### Aufgaben
- 1) Aus welchem Jahr stammt laut dem Auszug zum rechtlichen Rahmen der Sexarbeit das Gesetz über Unterhaltungsstätten?
- 2) Schreibe den Auszug zum rechtlichen Rahmen der Sexarbeit im Anschluss an seinen letzten Satz weiter.

:: Seitenauszug

Rechtlicher Rahmen der Sexarbeit

Wichtige Gesetze

Thailands Rechtssystem regelt die Sexarbeit streng, wobei die Durchsetzung von gesellschaftlichen Realitäten beeinflusst wird:

  • Gesetz zur Verhinderung und Unterdrückung von Prostitution (1996): Verbot öffentlicher Anpreisung und des Betriebs von Prostitutionsstätten. Verstöße können mit Geldstrafen oder Haft geahndet werden.
  • Strafgesetzbuch, §286: Das Leben von den Einnahmen einer Sexarbeiterin kann mit 7–20 Jahren Haft und Geldstrafen von 14.000–40.000 Baht bestraft werden, in schweren Fällen droht lebenslange Haft.
  • Gesetz über Unterhaltungsstätten (1966): Betreiber von Lokalen mit prostitutionstypischen Aktivitäten sind verantwortlich und können bestraft werden. Rehabilitationsmaßnahmen sind möglich.
  • Gesetz gegen Menschenhandel: Strenge Strafen für Menschenhandel, insbesondere bei Minderjährigen oder Zwang.

::::
:: Datenzeilen

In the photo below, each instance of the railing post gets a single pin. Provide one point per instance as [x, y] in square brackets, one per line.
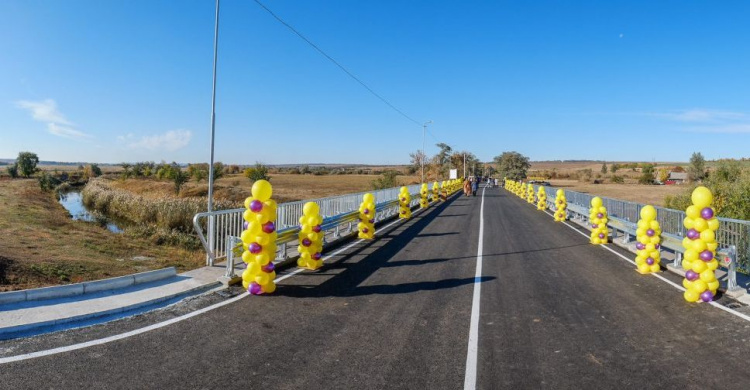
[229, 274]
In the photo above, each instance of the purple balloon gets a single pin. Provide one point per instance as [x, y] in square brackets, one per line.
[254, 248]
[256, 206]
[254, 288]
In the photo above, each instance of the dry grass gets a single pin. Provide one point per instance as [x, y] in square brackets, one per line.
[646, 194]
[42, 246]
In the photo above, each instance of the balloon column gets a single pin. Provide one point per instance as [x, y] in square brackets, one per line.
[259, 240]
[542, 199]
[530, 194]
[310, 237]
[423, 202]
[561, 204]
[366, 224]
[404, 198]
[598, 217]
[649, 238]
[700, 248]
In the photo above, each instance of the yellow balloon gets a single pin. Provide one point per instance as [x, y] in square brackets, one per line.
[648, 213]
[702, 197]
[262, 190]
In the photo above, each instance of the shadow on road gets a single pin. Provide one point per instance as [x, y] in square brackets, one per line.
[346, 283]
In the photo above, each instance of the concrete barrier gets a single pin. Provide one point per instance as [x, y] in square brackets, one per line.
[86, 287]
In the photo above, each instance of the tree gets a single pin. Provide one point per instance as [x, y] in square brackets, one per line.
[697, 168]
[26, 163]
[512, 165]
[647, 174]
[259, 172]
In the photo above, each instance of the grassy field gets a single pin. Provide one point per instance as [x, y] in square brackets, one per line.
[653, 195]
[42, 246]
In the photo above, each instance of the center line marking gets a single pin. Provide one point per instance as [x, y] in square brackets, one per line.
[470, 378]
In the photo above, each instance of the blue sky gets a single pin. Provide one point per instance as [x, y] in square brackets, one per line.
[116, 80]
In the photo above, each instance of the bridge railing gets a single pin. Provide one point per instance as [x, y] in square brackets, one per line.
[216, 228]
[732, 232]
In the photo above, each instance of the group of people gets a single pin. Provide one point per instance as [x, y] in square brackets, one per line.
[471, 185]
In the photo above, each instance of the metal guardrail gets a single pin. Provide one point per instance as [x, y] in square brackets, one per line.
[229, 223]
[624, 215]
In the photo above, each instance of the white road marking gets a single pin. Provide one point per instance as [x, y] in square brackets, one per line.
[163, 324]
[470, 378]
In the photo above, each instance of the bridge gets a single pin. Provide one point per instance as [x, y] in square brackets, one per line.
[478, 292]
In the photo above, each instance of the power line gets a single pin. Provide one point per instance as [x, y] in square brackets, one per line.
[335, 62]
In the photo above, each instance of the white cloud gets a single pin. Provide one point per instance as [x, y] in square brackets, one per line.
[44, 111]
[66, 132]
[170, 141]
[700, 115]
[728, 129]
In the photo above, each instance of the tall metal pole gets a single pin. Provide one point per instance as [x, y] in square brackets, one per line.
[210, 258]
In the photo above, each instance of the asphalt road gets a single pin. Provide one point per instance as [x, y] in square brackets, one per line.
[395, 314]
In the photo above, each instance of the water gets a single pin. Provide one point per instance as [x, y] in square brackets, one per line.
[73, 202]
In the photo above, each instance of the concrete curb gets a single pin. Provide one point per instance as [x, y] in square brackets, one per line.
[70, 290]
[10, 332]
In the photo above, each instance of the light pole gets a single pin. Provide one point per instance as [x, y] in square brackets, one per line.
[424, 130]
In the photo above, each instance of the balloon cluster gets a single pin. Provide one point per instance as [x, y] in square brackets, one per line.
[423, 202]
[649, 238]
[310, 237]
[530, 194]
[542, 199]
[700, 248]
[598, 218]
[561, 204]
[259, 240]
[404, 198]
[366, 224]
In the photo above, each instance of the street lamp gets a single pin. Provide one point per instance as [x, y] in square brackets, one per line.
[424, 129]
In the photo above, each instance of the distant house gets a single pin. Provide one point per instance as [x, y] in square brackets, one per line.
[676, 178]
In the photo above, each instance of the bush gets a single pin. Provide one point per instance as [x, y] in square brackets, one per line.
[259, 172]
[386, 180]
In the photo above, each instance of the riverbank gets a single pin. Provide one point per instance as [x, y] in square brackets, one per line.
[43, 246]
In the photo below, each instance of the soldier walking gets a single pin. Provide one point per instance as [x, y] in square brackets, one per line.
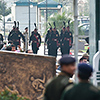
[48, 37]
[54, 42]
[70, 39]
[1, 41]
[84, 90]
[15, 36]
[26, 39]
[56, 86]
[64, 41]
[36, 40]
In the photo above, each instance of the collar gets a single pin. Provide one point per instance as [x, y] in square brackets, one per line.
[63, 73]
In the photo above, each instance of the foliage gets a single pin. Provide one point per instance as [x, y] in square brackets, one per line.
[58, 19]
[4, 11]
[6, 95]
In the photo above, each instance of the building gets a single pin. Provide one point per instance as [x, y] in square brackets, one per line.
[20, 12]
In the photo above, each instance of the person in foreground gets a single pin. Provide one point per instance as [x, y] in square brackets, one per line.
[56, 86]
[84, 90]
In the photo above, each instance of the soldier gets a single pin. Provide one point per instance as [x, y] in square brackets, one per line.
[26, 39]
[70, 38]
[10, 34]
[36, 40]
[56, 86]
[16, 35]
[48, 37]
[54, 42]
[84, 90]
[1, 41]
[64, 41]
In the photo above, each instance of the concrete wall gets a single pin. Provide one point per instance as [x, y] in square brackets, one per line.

::::

### Lösungen
- 1) 1966

- 2)
Aktuelle Entwicklungen

In Thailand liegt ein Gesetzentwurf aus 2023 („Sex Workers Protection Bill“) vor, zum Schutz von Sexarbeiterinnen vor, der Sexarbeit entkriminalisieren und regulieren soll. Ziel ist es, rechtlichen Schutz zu gewährleisten und Ausbeutung zu reduzieren. Sollte der Gesetzentwurf verabschiedet werden, müssten Unternehmen, die Sexdienstleistungen anbieten, Lizenzen erwerben, was die Sicherheit der Arbeitnehmer und die Arbeitsbedingungen verbessern könnte.

Durchsetzung und Realität

Obwohl Sexarbeit technisch illegal ist, wird die Durchsetzung in Touristenregionen wie Bangkok und Pattaya oft nachsichtig gehandhabt. Sexarbeiter*innen haben bei Übergriffen oder Ausbeutung jedoch nur eingeschränkten Zugang zum Rechtssystem.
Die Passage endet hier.